======== TEXT ========

Hallo Ibrahim
Inhaltlich möchte ich deinem Gedicht allermeistens zustimmen.
Gottessichten (ich denke, da meinst du Ansichten, Vorstellungen über das, was man Gott zuschreibt) sind natürlich von Konfession zu Konfession verschieden, manchmal gar widersprüchlich. Mit diesem Bild "im Glauben" rechtfertigt man alles, was "zu Ehren" dieses Abbildes im Denken getan wird.
Erwecke durch dein Tun nie Leid.
ist wohl ein fundamentaler Satz der Nächstenliebe, der, weil in allen Weltreligionen dies ein Gebot ist, keinen Raum für Gewalt aller Formen freigibt!
Metrisch/rhythmisch ist dein Gedicht gleichförmig zu lesen, die Reime passen.
Weniges fiel mir auf:
Wenn Gottessichten sich bekriegen,
Die Hetze Krieg und Mord gebärt,
da taucht zum 2mal Krieg auf. Alternative z.B:
Die Hetze, Mord und Leid gebärt.
Wird niemals je die Wahrheit siegen.
Es bleibt ein Krebs, der weiter schwärt.
Propheten, Gurus, Exegeten,
Gebote, Strafen, Endgericht,
In ihrem Sinne nur zu beten,
Versprechen sie den Weg zum Licht.
Ein Glaubensatz, ein Kurzgedanke
Genügte schon für Menschlichkeit.

======== DATENAUFLISTUNG ========

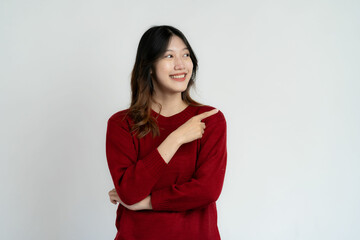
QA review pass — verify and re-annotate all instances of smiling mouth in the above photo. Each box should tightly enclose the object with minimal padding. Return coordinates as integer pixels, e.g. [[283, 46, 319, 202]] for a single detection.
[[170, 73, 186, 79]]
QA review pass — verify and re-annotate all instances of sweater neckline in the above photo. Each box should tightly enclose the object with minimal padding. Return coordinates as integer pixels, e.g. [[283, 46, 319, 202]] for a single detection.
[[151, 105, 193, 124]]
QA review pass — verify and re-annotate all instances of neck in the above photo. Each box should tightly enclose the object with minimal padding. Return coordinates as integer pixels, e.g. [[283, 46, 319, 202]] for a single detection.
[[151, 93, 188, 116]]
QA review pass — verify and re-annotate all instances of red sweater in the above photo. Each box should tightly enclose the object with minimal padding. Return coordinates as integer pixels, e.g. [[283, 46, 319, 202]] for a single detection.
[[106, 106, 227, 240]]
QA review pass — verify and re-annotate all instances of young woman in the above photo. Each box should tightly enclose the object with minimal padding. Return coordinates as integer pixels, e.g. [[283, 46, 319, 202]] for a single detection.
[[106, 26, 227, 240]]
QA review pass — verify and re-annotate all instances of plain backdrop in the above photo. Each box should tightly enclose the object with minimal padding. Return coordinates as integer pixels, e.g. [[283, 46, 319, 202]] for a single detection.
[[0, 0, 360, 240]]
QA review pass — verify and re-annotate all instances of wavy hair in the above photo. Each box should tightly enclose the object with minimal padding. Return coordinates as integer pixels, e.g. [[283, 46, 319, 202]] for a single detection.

========
======== DATENAUFLISTUNG ========

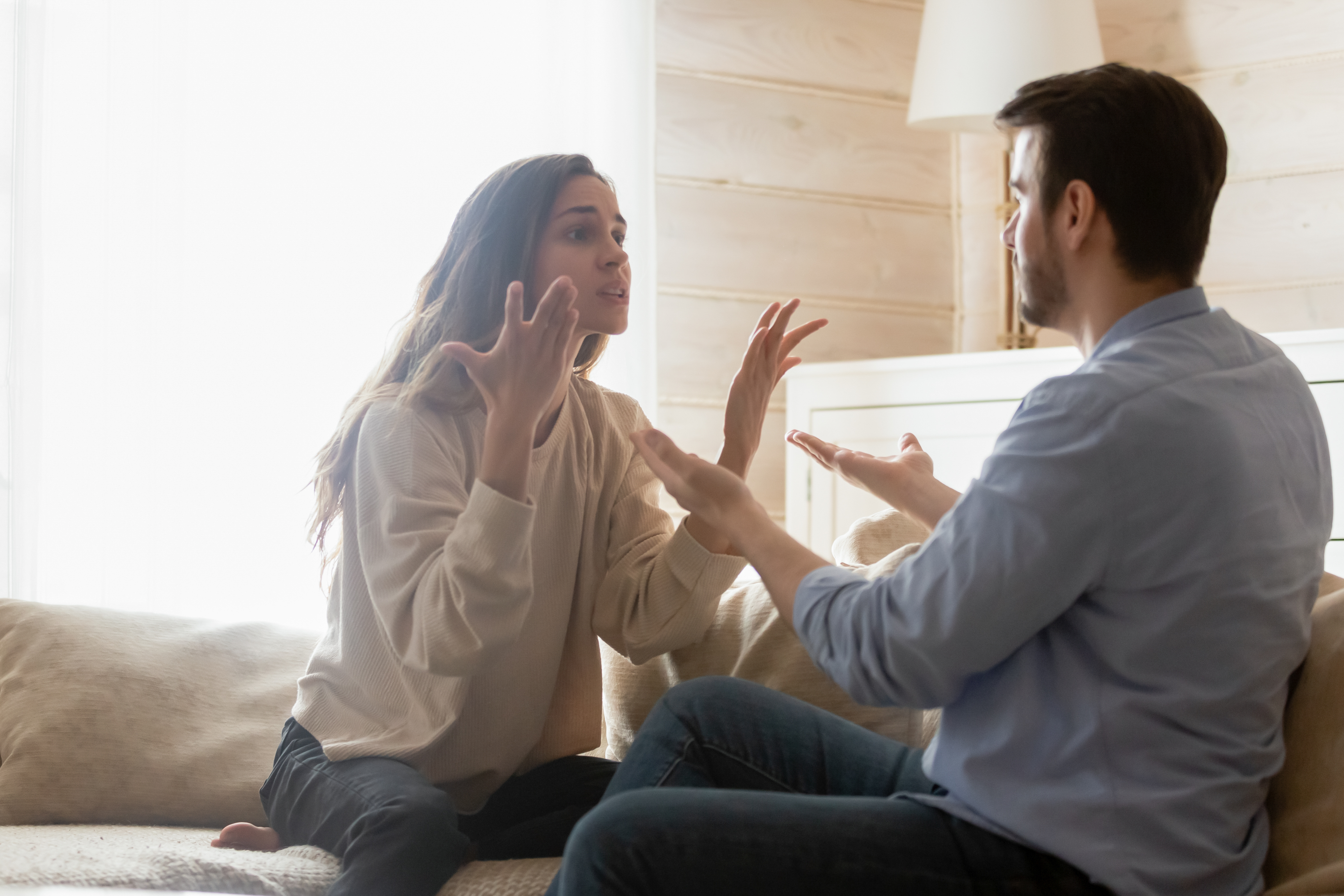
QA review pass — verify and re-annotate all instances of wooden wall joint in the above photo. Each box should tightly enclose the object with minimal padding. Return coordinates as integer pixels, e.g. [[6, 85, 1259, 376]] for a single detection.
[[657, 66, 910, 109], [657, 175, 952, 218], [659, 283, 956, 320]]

========
======== DATENAUFLISTUNG ========

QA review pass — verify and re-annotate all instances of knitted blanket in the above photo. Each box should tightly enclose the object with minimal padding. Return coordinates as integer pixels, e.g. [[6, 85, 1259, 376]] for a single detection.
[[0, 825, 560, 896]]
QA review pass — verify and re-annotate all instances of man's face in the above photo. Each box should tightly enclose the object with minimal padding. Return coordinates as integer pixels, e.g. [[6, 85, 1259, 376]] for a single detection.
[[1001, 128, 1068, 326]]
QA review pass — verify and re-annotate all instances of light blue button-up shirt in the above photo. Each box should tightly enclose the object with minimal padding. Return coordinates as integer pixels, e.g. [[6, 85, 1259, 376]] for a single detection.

========

* [AUFGABENSTELLUNG] Gib aus dem Text alles von „Gottessichten (ich denke, da“ bis hinunter zu „Tun nie Leid.“ wortgetreu wieder. Die Einträge stammen aus einer anderen Quelle.

* [LÖSUNG]
Gottessichten (ich denke, da meinst du Ansichten, Vorstellungen über das, was man Gott zuschreibt) sind natürlich von Konfession zu Konfession verschieden, manchmal gar widersprüchlich. Mit diesem Bild "im Glauben" rechtfertigt man alles, was "zu Ehren" dieses Abbildes im Denken getan wird.
Erwecke durch dein Tun nie Leid.